'''
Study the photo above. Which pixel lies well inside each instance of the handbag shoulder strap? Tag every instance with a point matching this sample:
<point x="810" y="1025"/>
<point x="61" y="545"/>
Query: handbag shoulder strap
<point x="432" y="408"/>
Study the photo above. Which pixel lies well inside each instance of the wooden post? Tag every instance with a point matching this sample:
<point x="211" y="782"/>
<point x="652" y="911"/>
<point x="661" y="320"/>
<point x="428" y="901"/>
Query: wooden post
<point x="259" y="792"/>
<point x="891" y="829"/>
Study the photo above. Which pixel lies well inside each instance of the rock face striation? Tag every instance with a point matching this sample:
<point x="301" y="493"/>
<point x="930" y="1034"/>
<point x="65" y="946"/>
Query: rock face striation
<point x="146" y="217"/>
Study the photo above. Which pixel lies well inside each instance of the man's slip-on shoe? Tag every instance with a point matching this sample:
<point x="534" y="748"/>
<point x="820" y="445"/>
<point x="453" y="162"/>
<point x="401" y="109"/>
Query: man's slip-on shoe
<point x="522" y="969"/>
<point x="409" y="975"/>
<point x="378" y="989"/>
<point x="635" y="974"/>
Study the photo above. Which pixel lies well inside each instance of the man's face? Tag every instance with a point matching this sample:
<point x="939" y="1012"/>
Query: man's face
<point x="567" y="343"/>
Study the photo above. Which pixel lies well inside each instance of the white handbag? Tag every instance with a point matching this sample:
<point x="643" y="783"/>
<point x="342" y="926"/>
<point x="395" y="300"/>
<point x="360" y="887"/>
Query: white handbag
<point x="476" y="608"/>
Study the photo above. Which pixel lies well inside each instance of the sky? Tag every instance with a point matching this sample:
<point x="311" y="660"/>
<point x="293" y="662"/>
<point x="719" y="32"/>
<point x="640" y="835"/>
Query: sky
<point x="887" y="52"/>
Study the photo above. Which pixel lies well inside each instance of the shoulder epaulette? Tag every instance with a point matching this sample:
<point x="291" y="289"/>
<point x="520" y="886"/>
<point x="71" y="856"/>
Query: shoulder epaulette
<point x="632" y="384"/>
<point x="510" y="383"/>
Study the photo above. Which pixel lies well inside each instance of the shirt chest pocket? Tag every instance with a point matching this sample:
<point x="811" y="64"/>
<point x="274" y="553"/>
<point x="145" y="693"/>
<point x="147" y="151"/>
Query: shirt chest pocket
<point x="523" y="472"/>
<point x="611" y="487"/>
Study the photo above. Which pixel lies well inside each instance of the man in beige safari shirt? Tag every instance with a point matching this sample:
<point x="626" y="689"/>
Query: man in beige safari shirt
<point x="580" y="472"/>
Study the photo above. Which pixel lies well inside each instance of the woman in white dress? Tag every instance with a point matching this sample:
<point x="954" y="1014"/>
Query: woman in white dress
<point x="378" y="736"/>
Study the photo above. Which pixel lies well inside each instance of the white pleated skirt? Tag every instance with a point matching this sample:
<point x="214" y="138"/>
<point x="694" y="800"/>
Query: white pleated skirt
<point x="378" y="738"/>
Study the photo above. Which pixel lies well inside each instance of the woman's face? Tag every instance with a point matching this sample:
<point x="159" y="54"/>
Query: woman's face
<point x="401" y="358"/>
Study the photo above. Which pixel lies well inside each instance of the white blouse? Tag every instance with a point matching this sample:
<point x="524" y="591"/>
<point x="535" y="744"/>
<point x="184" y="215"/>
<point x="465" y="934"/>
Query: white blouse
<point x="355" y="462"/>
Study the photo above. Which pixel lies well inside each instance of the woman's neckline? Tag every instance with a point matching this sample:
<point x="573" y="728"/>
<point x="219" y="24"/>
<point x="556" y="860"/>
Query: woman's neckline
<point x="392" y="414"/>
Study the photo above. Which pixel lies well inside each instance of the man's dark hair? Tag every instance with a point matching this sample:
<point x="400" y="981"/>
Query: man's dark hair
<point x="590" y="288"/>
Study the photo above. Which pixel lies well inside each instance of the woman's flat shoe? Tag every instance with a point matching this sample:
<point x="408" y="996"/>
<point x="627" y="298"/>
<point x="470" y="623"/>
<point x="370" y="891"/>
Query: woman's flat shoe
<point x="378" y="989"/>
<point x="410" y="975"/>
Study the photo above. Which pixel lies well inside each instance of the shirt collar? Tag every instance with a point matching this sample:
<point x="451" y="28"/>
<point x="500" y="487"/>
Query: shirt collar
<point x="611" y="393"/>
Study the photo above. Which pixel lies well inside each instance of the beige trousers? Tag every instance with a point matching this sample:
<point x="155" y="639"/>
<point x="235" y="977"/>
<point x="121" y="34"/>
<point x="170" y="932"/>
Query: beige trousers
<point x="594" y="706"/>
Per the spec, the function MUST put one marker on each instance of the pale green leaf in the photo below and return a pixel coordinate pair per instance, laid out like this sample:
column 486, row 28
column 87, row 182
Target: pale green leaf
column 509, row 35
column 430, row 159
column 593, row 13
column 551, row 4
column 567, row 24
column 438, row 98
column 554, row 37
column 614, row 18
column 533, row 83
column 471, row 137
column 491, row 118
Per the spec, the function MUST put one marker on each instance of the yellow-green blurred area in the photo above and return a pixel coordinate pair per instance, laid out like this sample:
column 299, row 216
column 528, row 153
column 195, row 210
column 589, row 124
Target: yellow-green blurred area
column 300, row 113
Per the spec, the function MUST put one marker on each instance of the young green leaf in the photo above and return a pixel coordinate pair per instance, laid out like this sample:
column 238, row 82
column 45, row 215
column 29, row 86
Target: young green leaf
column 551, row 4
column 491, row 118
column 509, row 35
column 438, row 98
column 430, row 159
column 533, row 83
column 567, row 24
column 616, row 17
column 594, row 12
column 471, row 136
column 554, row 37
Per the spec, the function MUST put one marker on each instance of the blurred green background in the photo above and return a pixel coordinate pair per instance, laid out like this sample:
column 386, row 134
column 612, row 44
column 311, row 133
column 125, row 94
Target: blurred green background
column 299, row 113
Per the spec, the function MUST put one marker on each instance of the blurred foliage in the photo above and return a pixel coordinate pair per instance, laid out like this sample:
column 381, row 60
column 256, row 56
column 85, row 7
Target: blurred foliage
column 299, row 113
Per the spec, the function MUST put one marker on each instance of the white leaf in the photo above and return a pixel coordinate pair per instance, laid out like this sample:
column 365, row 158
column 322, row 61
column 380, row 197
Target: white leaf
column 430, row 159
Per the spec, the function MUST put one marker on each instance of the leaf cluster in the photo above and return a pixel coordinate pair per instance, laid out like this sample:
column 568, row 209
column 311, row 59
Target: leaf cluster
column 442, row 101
'''
* Task description
From the "the blurred foliage" line to the close of the listing, restate each line word for word.

* Response
Per the spec, the function MUST put one marker on each instance of the blurred foliage in the photo above and return a pixel coordinate pair per instance, laid out like this sample:
column 381, row 60
column 256, row 56
column 85, row 7
Target: blurred foliage
column 299, row 113
Per the spec, the function MUST put one marker on each instance of the white leaf in the photo above and return a pixel coordinate pair per instance, laid out like this sample:
column 365, row 158
column 322, row 61
column 380, row 197
Target: white leaf
column 430, row 159
Per the spec, the function MUST put one marker on each instance of the leaf cluster in the photo above and return a pixel coordinate pair per instance, laid out like this sample:
column 568, row 209
column 311, row 59
Target: leaf cluster
column 442, row 101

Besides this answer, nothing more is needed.